• **WHAT YOU WILL DO**:
According to the sculptor biography, which Catalan sculptor did Buscaglia study under in Barcelona?

[GIVEN TEXT Boundary: Start]

Puerto Rican sculptor

José Buscaglia Guillermety (born 1938) is an educator and sculptor. He is a Fellow of the National Sculptor Society and a founding member of the Academy of Arts and Sciences of Puerto Rico.

==Background==
Buscaglia was born in San Juan, Puerto Rico. His father Rafael Buscaglia was a lawyer, banker and an influential political figure within the ranks of The Popular Democratic Party of Puerto Rico. Besides being one of the co-founders of the party and the founder of the Banco Gubernamental of Fomento, he also held the cabinet position of Treasurer. Buscaglia's mother, Josefina Guillermety, was a student of noted opera singer Antonio Paoli.

The family lived in the Santurce neighborhood of San Juan and also had a farm in Comerío, a town located in the central mountains of the island. There he came into constant contact with nature and peasant culture. On one occasion when he was six years old, his father went on a trip to New York City and brought back a box of modeling clay as a gift for his young son. Young José became fascinated with the gift and started to model human figures with it. His father recognized that his young son had a talent for sculpting and in 1946 enrolled him in an arts school where he was to take lessons from Ismael D'Alzina. After attending his regular school, he would go to the arts school and take six hours of sculpting classes per day.

==Education==
Buscaglia received his primary and secondary education at the Sacred Heart Academy of Santurce graduating in 1956. He then attended Harvard University where he was the first person to receive a Bachelors in Fine Arts (1960). He spent his junior year abroad in Barcelona, Spain where he became a disciple of Catalan sculptor Enrique Monjo. After graduating from Harvard he returned to Spain to complete his apprenticeship with Monjo.

==Professional career==
Buscaglia returned to Puerto Rico in 1962 and was commissioned by the Government of Puerto Rico to erect a monument in the likeness of the late governor Jesus T. Piñero. He was hired by the University of Puerto Rico and held the position of Director of Fine Arts at various periods between 1962 and 1979.

In 1979 he was instrumental in the development and design of an experimental program, sponsored by the Venezuelan Government and Harvard University, that became known as Project Intelligence.

===Main Sculptural Works===
Buscaglia has created over forty monuments which can be found in Puerto Rico, the U.S. Virgin Islands and the United States. His works have been exhibited at Yale University, Harvard University, Rockefeller Center, the U.S. Department of Education in Washington, D.C., Hostos Community College in New York City, Barcelona and Madrid.

His principal works include:
- Jesus T. Piñero (1962)
- Robert Frost (1963)
- John F. Kennedy (1969)
- Death Mask of Pablo Casals (1973)
- Statue of Justice (1973)
- Statue of Santiago Iglesias Pantín (1977)
- Roberto Cofresí (1989)
- Roberto Clemente (1996)
- Eugenio María de Hostos (1998)
- Puerto Rican Family Monument (2009)
- Altar de la Patria (dedicated in 2012)

==Awards==
On July 31, 2004, In Providence, Rhode Island, the Puerto Rican Day Parade and Festival Organization presented José Buscaglia Guillermety with the "Artistic Excellence Award".

==Relations==
Buscaglia is married to Inés Salgado Nieves (San Juan, 1940) and has five children: José, Rafael (1965-2017), Gian Carlo, Gina María, and Piero. José Francisco Buscaglia is a writer, and a full professor (retired) in the Department of Cultures, Societies and Global Studies at Northeastern University in Boston. Gian Carlo Buscaglia is a prominent Latin musician, composer, singer and guitarist in the Boston metropolitan area.

[GIVEN TEXT Boundary: End]
[GIVEN DATA Boundary: Start]

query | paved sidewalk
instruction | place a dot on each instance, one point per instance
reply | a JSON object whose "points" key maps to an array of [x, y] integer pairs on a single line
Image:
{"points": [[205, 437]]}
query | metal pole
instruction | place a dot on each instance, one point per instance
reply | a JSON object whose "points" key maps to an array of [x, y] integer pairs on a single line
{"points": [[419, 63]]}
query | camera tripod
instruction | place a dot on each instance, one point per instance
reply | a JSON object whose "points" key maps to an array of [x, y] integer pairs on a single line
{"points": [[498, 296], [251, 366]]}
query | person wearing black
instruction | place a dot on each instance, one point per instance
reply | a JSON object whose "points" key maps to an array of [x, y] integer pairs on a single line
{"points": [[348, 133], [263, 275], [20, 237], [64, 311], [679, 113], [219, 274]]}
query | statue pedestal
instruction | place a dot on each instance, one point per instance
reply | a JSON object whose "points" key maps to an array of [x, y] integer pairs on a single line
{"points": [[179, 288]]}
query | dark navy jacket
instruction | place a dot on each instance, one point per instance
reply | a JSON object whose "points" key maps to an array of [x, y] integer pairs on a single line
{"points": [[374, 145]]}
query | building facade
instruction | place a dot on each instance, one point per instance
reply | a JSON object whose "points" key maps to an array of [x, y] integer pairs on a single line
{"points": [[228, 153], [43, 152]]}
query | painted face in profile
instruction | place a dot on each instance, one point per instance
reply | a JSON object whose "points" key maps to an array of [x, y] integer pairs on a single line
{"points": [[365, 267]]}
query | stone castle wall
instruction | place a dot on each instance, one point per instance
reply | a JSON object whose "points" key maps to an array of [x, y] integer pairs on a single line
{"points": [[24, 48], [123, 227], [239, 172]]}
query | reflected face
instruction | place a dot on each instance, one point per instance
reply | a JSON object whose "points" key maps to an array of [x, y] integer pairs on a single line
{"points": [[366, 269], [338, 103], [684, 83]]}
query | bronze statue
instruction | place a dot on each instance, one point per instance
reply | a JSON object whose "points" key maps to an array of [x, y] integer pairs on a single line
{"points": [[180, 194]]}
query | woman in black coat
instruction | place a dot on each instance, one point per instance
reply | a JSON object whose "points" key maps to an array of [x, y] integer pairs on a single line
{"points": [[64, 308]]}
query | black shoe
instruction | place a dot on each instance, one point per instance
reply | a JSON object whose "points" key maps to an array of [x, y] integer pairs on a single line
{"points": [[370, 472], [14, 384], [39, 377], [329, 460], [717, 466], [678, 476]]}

[GIVEN DATA Boundary: End]

• **ANSWER BOX**:
Enrique Monjo